_REQUIRED TASKS:_
1) From the text on cephalometric radiography, list every way the patient's head was placed or held while the radiographs were taken.
2) According to the text on cephalometric radiography, what distance from the X-ray source to the film is used in Japan?

_TEXT PROVIDED:_

------------------------------------------------------------

Similar to our previous study, in this study, we examined 90 cases from 23,133 Japanese patients who underwent lateral cephalometric radiography between 1987 and 2018. Although more intensive than cross-sectional studies, longitudinal observational studies are more suitable for assessing complex growths in individuals. Cephalometric radiography is a routine examination in orthodontic diagnosis and treatment; hence, the patients in this study did not require additional radiological exposure. Standardised lateral cephalometric radiographs are highly reproducible because the source-to-subject-to-film distances remain fixed, and it is possible to calculate the subject size from the magnification of the film36,37,38. A previous study reported that evaluation of the 2-dimensional upper airway area by lateral cephalometric analysis correlates well with the 3-dimensional upper airway assessment, and it can be used as a screening test to predict the airway volume by computed tomography39.

The growth patterns of the Ad and Tn differ from Scammon’s ‘lymphoid-type graph’. The present findings may be helpful for predicting the growth and development of the Ad and Tn.

Methods

All experiments were performed in accordance with the relevant guidelines and regulations. Ninety Japanese children (31 boys and 59 girls; age, 6–20 years) were selected from 23,133 Japanese patients who underwent lateral cephalometric radiography. Exclusion criteria were the presence of syndromes and previous adenoidal and tonsillar surgeries (Fig. 1).

For the measurement of Ad and Tn, all cephalometric radiographs were obtained using the commonly used international standard settings36,37,38,40. All cephalometric radiographs were obtained with the head positioned in a cephalostat, with the head fixed with the ear rods, and patient’s Frankfurt plane set to be parallel to the floor. The source-to-subject and subject-to-film distances were always fixed. Therefore, it was possible to evaluate the developmental change over time during the growth period18. (In Japan, when obtaining a cephalometric radiograph, the distance from the film to the patient’s midsagittal plane is set to 15 cm, and the distance from X-ray source to the film is 165 cm). Cephalometric landmarks used in this study are shown in Fig. 2A.

------------------------------------------------------------

_RECORD EXTRACTS:_
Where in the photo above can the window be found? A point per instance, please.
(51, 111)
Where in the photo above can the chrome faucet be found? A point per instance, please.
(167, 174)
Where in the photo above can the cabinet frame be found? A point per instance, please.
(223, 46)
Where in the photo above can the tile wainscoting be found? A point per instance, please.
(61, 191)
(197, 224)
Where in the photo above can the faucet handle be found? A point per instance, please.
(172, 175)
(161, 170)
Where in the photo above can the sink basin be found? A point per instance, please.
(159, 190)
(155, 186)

------------------------------------------------------------

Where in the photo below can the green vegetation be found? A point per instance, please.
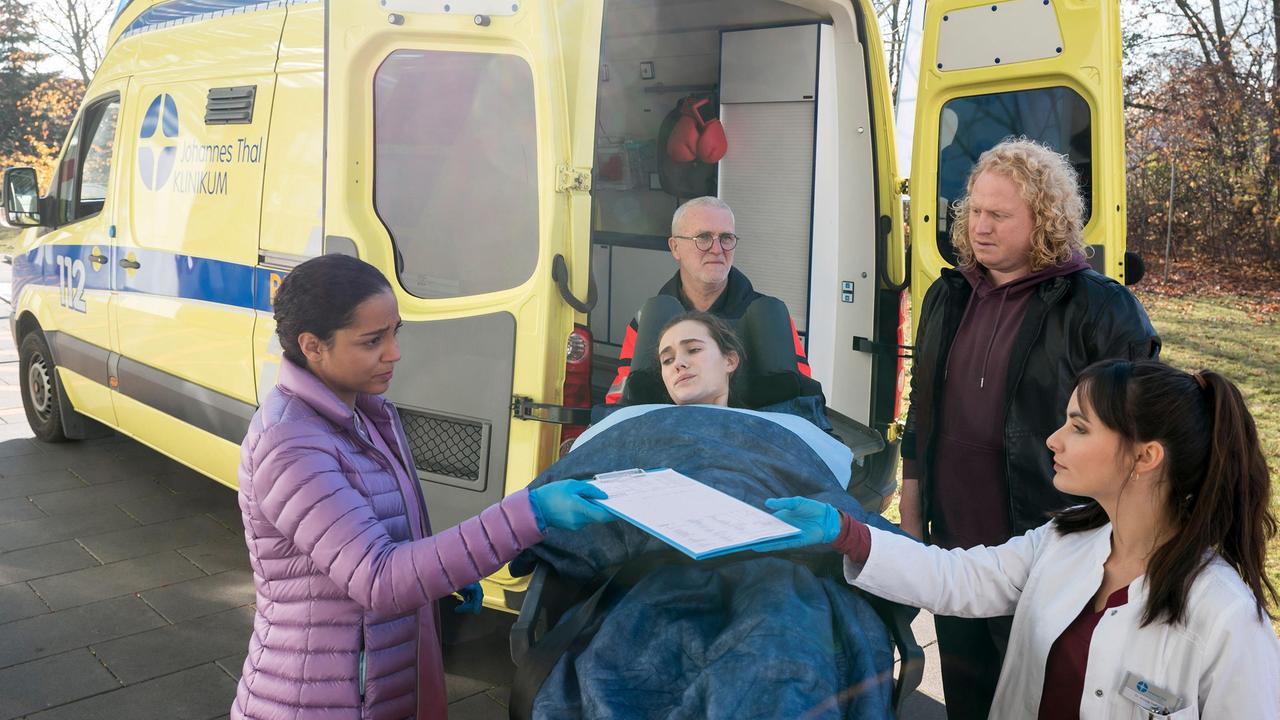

------------------------------------------------------------

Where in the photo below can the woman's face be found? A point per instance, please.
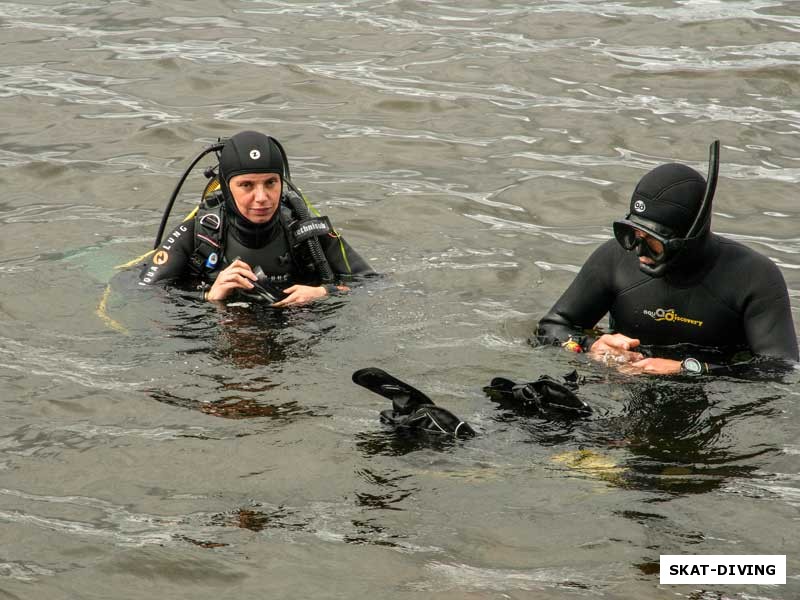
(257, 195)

------------------------------------------------------------

_SOLVED TASKS:_
1)
- Positioned in a cephalostat
- Fixed with the ear rods
- Frankfurt plane set parallel to the floor

2) 165 cm